Begin The records

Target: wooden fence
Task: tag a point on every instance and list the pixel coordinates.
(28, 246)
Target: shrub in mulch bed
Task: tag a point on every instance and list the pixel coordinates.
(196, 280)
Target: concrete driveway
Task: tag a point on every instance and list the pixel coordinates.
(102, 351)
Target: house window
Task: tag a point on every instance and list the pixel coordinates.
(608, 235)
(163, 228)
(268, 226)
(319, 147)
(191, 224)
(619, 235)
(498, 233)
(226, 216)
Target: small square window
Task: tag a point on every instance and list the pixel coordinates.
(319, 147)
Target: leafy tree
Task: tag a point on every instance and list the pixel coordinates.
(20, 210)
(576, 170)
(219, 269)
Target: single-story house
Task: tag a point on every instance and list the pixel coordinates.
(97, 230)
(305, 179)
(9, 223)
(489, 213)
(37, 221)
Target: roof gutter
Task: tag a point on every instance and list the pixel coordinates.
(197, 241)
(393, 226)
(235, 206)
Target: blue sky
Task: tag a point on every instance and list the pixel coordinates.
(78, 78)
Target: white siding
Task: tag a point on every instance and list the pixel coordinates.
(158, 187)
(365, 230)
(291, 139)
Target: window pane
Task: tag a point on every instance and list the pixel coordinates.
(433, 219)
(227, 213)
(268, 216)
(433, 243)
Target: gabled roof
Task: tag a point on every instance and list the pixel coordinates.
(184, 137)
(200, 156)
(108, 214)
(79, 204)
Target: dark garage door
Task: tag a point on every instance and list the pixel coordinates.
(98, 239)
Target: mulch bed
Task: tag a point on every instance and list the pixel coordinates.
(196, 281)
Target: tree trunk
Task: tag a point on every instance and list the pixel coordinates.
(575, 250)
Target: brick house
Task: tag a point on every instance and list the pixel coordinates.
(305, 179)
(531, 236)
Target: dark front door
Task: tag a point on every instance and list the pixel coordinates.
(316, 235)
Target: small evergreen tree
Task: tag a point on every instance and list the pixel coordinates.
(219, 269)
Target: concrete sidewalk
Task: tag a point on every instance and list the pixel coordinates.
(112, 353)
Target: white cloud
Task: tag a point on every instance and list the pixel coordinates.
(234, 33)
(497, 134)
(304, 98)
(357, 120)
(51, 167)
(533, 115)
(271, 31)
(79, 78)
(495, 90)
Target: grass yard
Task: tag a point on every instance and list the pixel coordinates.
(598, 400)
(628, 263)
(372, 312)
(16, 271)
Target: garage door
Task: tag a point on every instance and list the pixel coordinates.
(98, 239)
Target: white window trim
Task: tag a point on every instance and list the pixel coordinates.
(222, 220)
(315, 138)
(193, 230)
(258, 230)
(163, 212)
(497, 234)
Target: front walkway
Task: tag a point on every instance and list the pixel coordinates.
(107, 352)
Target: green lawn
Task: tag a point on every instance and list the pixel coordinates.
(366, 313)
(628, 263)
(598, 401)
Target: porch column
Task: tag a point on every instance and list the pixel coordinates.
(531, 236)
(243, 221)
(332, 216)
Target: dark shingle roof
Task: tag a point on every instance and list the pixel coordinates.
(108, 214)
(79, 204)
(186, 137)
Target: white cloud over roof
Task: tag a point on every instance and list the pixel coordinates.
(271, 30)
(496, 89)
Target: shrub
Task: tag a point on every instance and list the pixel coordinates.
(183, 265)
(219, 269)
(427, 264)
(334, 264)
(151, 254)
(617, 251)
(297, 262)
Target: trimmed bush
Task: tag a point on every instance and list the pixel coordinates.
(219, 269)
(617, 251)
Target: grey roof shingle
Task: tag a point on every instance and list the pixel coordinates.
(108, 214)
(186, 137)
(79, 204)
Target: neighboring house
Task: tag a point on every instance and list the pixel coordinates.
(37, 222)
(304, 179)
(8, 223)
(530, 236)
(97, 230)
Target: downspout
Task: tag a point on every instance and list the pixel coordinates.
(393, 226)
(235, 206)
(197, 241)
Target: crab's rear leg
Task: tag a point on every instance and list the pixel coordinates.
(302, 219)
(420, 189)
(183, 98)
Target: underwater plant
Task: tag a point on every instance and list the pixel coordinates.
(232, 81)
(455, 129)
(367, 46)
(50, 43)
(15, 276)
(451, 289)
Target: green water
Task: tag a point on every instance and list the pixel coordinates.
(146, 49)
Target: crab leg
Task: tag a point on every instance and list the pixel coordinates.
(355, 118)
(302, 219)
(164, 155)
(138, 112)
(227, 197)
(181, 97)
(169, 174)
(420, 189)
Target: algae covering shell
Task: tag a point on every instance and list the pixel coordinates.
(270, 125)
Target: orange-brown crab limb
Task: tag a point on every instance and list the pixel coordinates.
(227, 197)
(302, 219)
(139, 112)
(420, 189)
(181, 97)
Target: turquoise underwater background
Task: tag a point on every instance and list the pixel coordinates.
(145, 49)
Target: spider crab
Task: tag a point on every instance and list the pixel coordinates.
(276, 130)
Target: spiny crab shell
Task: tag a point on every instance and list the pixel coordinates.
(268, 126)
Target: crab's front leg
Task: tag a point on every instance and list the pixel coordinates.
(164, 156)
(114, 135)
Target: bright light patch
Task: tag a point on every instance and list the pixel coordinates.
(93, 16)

End The records

* [Task brief] Express the stretch of the listing from the line containing "Target: spider crab" through the end of the listing as a JSON list of strings, with one string per line and blank lines omitted.

* [Answer to this problem]
[
  "Target: spider crab",
  "Task: tag a point on every instance and list the pixel coordinates.",
  "(276, 130)",
  "Target: spiny crab shell",
  "Task: tag a point on every instance and list the pixel coordinates.",
  "(268, 126)",
  "Target: crab's front leg",
  "Task: tag a point on every instance and list the pixel coordinates.",
  "(164, 156)",
  "(114, 135)",
  "Target: bright light patch",
  "Task: tag a point on every instance and list the pixel coordinates.",
  "(93, 16)"
]